— AIM OF THE EXERCISE —
In the listing below, locate the line containing "Exercise. Pick out the green grape"; reproduce that line and all lines that follow it, unchanged.

— RECORDS SHOWN —

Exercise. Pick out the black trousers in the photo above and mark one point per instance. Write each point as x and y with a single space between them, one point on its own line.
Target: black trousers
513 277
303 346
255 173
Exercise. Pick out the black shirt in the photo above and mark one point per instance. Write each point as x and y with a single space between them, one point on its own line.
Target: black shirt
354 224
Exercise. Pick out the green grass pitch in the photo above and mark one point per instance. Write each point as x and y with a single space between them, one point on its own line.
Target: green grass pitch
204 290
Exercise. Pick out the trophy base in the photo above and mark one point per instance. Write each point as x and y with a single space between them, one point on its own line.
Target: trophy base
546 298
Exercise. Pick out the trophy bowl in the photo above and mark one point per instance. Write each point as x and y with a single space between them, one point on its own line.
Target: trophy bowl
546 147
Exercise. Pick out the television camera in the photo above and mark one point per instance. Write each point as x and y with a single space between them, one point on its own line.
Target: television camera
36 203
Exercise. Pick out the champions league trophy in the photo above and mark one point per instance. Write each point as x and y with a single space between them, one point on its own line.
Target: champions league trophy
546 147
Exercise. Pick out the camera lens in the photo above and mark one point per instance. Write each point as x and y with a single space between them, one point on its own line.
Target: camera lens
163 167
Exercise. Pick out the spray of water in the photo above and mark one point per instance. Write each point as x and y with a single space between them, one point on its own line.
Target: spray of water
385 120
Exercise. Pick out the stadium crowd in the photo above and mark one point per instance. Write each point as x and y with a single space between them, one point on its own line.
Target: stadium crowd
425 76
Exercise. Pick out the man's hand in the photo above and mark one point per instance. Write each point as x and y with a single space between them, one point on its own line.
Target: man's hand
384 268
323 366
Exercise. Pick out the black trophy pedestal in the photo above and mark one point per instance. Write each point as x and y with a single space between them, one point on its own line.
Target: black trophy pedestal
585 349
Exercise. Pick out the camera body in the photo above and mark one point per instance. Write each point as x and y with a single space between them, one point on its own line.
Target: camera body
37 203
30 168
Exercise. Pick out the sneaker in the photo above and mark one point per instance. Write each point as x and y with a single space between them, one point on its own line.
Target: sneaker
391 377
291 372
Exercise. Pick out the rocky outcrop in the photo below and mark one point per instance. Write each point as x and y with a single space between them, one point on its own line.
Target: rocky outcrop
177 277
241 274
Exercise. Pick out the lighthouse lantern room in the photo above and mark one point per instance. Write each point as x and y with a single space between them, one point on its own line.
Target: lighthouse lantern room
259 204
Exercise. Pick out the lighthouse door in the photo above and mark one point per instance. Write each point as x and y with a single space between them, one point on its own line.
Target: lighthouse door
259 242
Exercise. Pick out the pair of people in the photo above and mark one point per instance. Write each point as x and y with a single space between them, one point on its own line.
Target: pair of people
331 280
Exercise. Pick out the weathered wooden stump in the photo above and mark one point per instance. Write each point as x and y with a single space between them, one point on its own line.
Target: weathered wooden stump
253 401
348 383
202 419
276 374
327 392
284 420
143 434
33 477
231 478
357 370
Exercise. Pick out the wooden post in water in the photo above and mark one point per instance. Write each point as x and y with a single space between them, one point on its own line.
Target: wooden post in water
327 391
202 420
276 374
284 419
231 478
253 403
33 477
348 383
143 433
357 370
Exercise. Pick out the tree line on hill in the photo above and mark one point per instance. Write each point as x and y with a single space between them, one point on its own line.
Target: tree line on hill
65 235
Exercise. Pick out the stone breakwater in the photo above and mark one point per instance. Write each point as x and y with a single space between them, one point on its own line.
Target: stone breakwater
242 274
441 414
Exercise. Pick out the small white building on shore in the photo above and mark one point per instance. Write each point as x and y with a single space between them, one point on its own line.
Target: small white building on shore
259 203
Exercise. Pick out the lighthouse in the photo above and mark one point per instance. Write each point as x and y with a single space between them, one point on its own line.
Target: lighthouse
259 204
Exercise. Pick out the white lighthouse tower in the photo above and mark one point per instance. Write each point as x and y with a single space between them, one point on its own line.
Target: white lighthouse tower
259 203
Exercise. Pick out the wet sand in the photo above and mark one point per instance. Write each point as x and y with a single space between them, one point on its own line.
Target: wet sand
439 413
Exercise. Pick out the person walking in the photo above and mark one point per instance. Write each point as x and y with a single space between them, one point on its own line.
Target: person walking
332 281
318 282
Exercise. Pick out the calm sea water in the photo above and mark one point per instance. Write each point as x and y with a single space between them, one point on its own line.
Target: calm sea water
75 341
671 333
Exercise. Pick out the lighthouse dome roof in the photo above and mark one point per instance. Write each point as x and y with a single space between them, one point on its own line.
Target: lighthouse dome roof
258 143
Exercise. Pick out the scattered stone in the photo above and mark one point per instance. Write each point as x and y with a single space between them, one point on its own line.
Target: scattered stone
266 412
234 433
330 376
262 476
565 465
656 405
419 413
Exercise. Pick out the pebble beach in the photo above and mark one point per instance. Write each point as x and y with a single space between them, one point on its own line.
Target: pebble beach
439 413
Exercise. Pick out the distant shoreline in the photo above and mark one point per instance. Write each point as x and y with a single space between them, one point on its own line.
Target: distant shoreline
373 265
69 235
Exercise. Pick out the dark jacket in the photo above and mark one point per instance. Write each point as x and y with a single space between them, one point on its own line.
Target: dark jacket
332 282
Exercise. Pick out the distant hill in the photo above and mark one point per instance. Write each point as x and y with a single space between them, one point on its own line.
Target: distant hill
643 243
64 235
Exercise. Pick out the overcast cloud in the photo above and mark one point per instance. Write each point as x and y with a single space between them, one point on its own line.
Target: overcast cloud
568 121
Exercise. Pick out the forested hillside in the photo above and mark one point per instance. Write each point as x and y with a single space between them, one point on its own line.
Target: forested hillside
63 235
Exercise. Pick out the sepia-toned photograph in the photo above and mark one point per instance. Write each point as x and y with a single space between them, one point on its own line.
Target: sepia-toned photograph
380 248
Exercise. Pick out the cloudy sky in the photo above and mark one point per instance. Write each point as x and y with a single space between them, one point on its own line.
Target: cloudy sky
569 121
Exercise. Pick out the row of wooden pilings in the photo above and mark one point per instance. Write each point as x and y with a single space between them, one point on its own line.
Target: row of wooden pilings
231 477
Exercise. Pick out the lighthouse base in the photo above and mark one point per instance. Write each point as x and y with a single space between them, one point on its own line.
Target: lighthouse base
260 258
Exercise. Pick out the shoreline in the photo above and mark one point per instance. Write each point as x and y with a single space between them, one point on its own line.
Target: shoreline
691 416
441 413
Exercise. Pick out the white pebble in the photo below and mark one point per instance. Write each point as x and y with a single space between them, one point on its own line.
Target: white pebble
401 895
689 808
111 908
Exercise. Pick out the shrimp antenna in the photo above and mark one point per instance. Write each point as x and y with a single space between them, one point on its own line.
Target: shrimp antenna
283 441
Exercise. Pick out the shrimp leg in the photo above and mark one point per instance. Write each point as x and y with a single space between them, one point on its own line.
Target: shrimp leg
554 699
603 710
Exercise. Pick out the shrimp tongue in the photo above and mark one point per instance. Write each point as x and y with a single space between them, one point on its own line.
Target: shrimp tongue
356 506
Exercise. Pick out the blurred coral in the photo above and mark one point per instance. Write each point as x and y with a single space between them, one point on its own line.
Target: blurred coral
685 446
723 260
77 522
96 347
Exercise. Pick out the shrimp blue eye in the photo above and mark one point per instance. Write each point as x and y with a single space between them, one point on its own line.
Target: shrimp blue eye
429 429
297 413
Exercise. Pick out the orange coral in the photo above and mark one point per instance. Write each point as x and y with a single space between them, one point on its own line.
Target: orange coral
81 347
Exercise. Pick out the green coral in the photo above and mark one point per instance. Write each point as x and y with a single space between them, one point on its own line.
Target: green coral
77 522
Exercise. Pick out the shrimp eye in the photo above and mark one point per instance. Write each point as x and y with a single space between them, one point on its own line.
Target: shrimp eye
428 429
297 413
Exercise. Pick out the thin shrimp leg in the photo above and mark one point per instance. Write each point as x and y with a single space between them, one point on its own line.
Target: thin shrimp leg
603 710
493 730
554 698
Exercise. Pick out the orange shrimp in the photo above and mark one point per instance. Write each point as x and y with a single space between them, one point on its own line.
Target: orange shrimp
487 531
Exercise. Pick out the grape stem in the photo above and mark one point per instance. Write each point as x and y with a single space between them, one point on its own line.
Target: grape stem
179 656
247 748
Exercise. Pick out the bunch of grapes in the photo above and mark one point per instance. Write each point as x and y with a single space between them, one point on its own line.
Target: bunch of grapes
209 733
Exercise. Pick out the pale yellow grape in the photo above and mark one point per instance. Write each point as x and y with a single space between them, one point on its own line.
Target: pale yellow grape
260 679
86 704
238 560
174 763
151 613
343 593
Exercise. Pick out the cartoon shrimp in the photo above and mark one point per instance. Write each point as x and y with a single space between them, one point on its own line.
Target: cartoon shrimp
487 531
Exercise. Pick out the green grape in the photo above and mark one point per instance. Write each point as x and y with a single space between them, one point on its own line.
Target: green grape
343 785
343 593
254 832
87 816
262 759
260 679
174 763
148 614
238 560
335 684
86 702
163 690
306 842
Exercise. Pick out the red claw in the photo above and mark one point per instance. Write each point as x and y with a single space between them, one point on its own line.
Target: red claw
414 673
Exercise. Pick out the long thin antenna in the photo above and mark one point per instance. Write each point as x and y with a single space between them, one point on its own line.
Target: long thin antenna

— WRITTEN SOLUTION —
Exercise. Pick out the green grape in the photo above and mark one point per instance. Write each point as x and y with a single space between them, one point on its own line.
Target: green grape
343 785
343 593
254 832
87 816
262 759
260 679
174 763
148 614
238 560
335 684
86 702
163 690
306 842
Exercise. Pick out the red claw in the photo above and mark one point per instance. Write each point as x and y with a single space between them, one point on its own line.
Target: red claw
414 673
Exercise. Pick out the long thin antenna in the photo above and mark one point per instance. Write each point as x and y with a single space between them, one point on its own line.
Target: long thin antenna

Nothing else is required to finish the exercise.